§ WHAT YOU HAVE TO DO
Each record below is to be copied word for word, with pictures removed.

### STORED DATA

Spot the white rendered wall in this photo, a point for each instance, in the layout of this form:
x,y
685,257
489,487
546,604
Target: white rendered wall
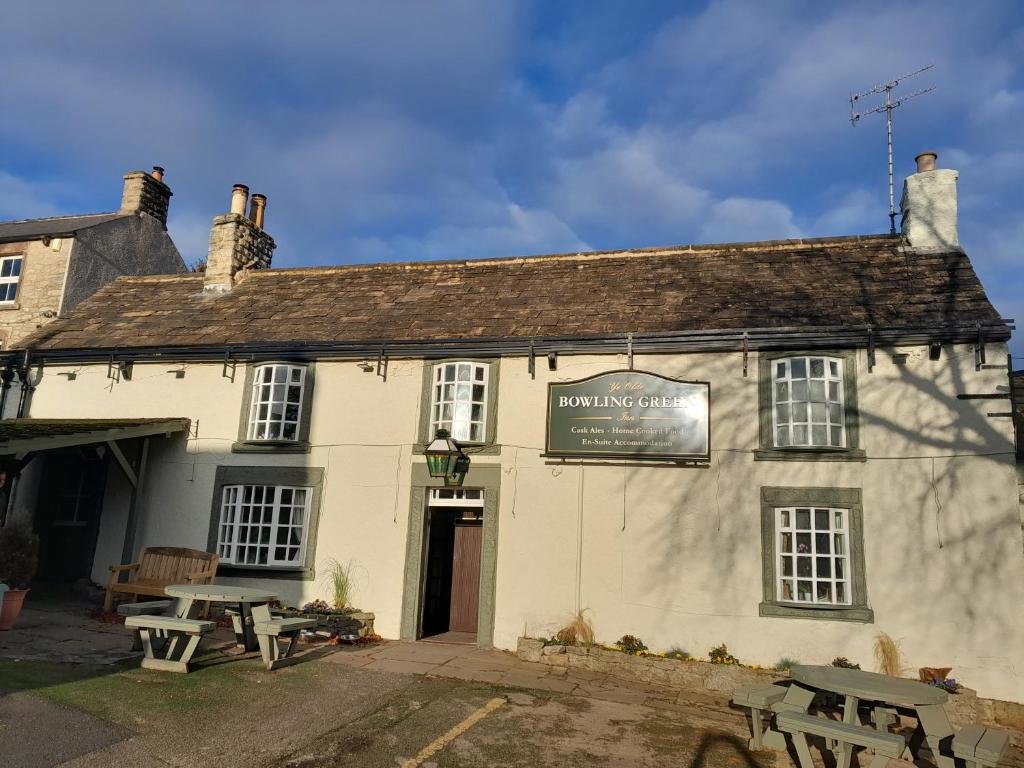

######

§ OUTPUT FOR THIS TASK
Spot the white rendered wall in this photo, a point for each instance, in the layout of this form:
x,y
685,257
489,487
546,604
Target: white rendered wall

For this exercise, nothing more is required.